TASK DESCRIPTION: Carry none of the pictures over; write out the complete data exactly.

|---|

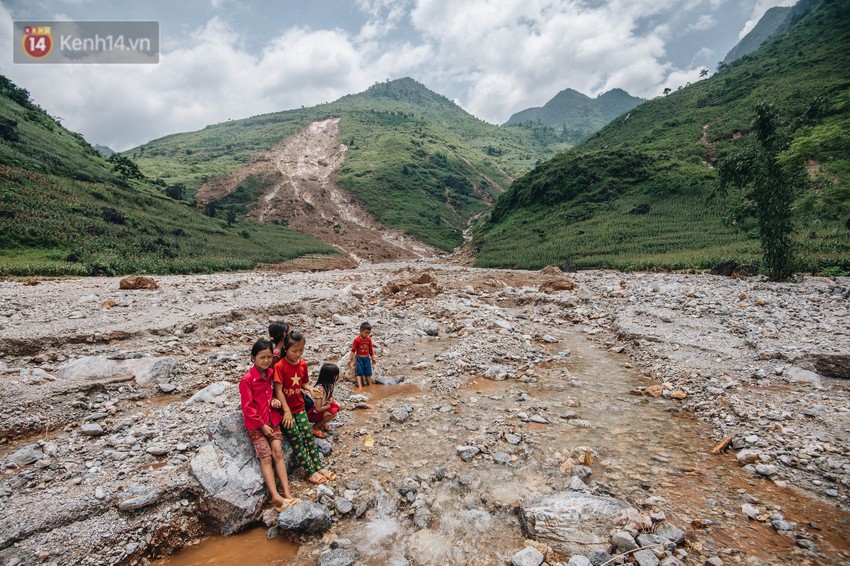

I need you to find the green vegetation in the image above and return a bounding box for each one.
[132,78,566,251]
[0,81,337,276]
[475,0,850,275]
[717,103,806,280]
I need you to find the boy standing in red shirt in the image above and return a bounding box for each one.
[349,321,376,389]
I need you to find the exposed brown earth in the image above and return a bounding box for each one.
[195,117,439,263]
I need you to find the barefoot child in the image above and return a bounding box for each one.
[239,340,299,512]
[274,329,336,485]
[307,363,341,439]
[349,321,376,389]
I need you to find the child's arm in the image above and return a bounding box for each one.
[239,378,264,429]
[273,381,293,429]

|---|

REPLY TO THE TASK:
I need you to find the green vegetation in the image above and return a bounding box for each one.
[132,78,566,251]
[0,81,337,276]
[475,0,850,275]
[717,103,806,280]
I need you to find the boy standing in red shirt in the image above and return a bounding box for each one.
[349,321,376,389]
I need you to find the exposed brown earth in the image above and return a bounding box for each one.
[195,117,439,263]
I need you to find the barefoot child in the image above and return a bounding box for each one.
[239,340,299,512]
[274,329,336,485]
[307,363,341,439]
[349,321,376,389]
I need you to find the child's arm in the image above and return a bounding box for each one.
[239,378,264,429]
[273,381,293,429]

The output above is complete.